====== Extracted text

To date, Root has been involved with several major international health projects (in Bangladesh, Honduras, Philippines and Indonesia) and two research initiatives in the United States. Her work evaluates the short- and long-term impacts of public health interventions — including vaccination campaigns, maternal and child health and family planning programs, and health systems changes — in low-income countries. She is also interested in the long-term effects of neighborhood social and structural environments on child and adolescent health and in disease mapping for informing targeted health interventions.

@OSUGeography prof investigates how #bigdata can be used to improve #health of children around the world #ASCDaily


 

 

"My main approach involves collecting extensive survey and health data and combining these data with areal demographic and economic indicators and environmental data," explained Root. "I then use spatial statistical methods and GIS (geographic information systems) to quantify and assess the spatial and contextual factors which alter disease processes and programmatic effects."

For example, Root’s research has revealed that vaccines have real long-term global implications for development.

“When you vaccinate, your children think better because they don’t get sick so much when they are little. Their labor-force outcomes are better. They have a higher salary, and that sets up not only them but the next generation to be more productive members of society.”

============
====== Given entries

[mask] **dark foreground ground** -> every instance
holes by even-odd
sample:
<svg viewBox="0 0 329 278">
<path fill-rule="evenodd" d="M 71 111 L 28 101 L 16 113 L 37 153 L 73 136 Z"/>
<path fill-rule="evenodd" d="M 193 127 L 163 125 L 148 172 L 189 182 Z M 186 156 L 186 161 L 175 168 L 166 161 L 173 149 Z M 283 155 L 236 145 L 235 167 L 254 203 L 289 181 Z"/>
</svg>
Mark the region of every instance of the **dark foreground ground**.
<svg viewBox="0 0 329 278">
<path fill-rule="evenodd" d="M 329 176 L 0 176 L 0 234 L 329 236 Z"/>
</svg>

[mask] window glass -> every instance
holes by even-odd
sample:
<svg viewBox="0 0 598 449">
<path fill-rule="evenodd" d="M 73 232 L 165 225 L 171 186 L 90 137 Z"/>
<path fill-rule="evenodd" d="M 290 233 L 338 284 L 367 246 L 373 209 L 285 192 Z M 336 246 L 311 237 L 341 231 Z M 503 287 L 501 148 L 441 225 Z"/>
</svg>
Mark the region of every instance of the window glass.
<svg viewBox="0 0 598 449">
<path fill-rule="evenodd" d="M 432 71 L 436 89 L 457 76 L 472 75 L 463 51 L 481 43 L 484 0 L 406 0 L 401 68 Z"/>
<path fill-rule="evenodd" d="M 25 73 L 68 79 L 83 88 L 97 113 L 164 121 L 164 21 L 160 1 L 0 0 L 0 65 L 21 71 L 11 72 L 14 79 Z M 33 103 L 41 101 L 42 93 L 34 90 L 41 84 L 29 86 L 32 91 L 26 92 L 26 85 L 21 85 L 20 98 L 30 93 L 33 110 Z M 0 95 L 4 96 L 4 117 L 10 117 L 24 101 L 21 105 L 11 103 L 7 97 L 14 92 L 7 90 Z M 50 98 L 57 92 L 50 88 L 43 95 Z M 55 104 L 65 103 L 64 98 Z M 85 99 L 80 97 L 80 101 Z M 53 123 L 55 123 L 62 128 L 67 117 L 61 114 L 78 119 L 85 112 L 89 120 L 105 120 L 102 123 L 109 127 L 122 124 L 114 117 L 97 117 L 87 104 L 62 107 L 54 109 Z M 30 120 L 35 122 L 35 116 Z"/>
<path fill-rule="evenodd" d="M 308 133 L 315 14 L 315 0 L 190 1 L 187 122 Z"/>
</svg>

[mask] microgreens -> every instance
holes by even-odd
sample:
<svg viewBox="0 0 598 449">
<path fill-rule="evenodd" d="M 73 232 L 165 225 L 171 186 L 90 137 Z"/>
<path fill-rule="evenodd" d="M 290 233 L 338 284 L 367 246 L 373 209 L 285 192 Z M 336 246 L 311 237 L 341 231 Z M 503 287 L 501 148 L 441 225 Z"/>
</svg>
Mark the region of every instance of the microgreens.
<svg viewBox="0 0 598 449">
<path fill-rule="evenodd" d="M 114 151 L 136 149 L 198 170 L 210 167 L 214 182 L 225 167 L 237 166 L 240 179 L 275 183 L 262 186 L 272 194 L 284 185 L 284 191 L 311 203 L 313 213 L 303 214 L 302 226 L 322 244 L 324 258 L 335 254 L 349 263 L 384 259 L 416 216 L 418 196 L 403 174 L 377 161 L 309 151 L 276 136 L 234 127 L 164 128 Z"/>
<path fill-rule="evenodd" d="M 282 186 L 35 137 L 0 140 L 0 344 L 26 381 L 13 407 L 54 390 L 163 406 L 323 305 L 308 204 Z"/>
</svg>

============

In the text about Root's research, which countries are named as sites of her major international health projects? These lines have no part in the work on the text.

Solved exercise >> Bangladesh, Honduras, Philippines and Indonesia.